#### THE REQUEST:
Format the entries below as a two-column CSV with the header instruction,points and one row per entry. Put each entry's text and its answer in a single quoted field apiece, with any line breaks replaced by spaces.

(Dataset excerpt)
= = = = = = =
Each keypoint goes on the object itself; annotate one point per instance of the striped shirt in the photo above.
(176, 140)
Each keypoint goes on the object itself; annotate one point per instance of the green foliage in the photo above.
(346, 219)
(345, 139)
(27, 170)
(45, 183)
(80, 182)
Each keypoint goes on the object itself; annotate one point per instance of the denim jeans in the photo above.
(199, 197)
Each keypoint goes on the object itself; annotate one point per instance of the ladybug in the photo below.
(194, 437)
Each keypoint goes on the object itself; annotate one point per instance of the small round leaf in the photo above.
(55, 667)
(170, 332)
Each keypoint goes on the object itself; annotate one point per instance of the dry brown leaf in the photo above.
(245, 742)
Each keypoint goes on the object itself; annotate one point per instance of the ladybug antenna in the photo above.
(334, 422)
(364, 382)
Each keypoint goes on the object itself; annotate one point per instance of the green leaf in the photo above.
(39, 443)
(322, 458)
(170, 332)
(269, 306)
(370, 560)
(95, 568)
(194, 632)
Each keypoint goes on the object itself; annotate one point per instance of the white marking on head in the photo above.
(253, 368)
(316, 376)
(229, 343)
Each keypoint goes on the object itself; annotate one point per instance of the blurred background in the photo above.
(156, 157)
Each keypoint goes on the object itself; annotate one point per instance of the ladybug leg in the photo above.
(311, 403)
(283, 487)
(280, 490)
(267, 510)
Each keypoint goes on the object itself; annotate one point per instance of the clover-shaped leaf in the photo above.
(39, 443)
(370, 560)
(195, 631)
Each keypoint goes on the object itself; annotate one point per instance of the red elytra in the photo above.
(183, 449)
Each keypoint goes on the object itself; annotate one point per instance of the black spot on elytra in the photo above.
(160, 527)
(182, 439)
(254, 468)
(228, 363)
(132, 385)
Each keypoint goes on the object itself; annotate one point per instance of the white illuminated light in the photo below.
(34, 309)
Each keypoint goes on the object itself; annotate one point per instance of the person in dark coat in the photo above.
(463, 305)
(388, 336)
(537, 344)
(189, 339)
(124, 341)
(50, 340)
= = = = = = =
#### REPLY:
instruction,points
"Each keypoint goes on the object itself; annotate one point per instance of the striped shirt in the photo above.","(176, 140)"
"Each keypoint goes on the object itself; annotate one point per instance of the green foliage in the photo above.","(346, 219) (345, 139) (27, 170) (45, 183) (80, 182)"
"Each keypoint goes on the object itself; annotate one point per instance of the denim jeans in the photo above.","(199, 197)"
"Each keypoint goes on the object itself; annotate one point per instance of the ladybug in the photo below.","(194, 437)"
"Each keypoint goes on the object itself; annotate one point per instance of the small round leaf in the photo above.","(55, 667) (170, 332)"
"Each keypoint goes on the object itself; annotate one point per instance of the dry brown leaf in the photo above.","(245, 742)"
"Each keypoint goes on the object itself; annotate one point per instance of the ladybug antenna in the photo above.","(334, 422) (364, 382)"
"Each keypoint goes on the object itself; annotate one point per instance of the green leaf in the photo above.","(39, 443) (322, 458) (170, 332) (269, 306) (370, 560) (95, 568) (194, 632)"
"Each keypoint goes on the object itself; annotate one point per instance of the white marking on head in the photo above.","(253, 368) (316, 376) (229, 343)"
"Each keypoint goes on the object itself; annotate one point per instance of the blurred background in the photo above.","(156, 157)"
"Each keypoint goes on the object itself; annotate one point per instance of the ladybug leg in the photo above.","(311, 403) (283, 487) (280, 490) (267, 510)"
"Each keypoint goes on the object itself; annotate one point per instance of the clover-shaped leaf in the photo above.","(39, 443) (370, 560) (195, 631)"
"Each keypoint goes on the object itself; annotate one point per instance of the red elytra in the photo above.","(183, 449)"
"Each keypoint goes on the object itself; annotate one point per instance of the black spot on elytra in the photo above.","(160, 527) (182, 439) (254, 468) (228, 363) (132, 385)"
"Each keypoint goes on the object itself; annotate one point per instance of the white illuminated light in the photo below.","(34, 309)"
"Each keypoint goes on the object itself; annotate one point per instance of the person in dark coat in the photo above.","(463, 305) (388, 336) (537, 344) (189, 339) (124, 341) (50, 340)"